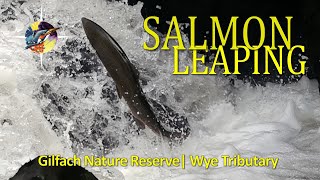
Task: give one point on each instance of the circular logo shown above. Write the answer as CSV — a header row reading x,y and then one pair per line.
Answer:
x,y
41,37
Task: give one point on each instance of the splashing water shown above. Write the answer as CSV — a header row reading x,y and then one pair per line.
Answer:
x,y
72,107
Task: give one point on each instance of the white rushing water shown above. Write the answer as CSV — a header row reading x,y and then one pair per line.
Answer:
x,y
272,121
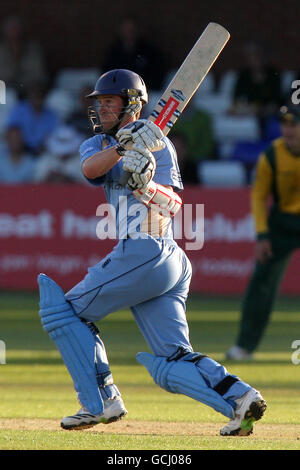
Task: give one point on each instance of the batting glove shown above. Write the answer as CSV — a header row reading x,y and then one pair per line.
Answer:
x,y
141,132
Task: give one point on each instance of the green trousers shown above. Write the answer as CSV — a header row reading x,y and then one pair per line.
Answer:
x,y
264,283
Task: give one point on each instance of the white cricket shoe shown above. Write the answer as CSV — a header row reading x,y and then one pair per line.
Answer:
x,y
250,408
114,410
236,353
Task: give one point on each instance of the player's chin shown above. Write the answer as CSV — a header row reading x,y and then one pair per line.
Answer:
x,y
108,124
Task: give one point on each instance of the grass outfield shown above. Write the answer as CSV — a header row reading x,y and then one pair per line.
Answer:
x,y
36,390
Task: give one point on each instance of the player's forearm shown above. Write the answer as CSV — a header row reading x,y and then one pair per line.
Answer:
x,y
260,216
100,163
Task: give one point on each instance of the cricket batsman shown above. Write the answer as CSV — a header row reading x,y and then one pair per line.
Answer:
x,y
146,271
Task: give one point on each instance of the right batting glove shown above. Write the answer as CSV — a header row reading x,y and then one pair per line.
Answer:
x,y
141,132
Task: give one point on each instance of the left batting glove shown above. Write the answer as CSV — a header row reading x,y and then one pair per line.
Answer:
x,y
140,162
141,132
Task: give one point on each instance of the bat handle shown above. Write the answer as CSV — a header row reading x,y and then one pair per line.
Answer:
x,y
124,178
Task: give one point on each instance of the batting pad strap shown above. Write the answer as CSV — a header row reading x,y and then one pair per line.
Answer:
x,y
74,340
184,377
222,387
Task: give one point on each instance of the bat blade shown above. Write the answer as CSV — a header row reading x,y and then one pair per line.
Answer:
x,y
187,80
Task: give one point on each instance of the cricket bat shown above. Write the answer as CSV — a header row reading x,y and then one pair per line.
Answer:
x,y
187,80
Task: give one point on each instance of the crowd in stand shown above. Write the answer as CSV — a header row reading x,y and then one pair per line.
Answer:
x,y
219,137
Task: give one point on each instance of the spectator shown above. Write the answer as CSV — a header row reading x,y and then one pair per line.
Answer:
x,y
60,163
257,89
21,59
79,119
187,165
16,166
35,120
132,51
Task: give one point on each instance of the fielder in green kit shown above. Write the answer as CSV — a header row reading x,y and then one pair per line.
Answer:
x,y
278,230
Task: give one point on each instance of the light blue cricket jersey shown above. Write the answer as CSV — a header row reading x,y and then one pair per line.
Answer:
x,y
130,215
- - -
» PROBLEM DETAILS: Copy the lines from the one containing "Task: give one point on each instance of the fielder" through the end of the lines, swapping "green kit" for "green uniform" and changing nothing else.

» RESULT:
Task: give one point on each instance of the fielder in green uniform shown above. Write the answer as CSV — a header row reading x,y and then one pair per line.
Answer:
x,y
278,230
Task: give one point on each instance of the light blue cricket jersey shown above. Write the answer as CSV — a header row reading x,y and then one pair per line.
Answer:
x,y
130,215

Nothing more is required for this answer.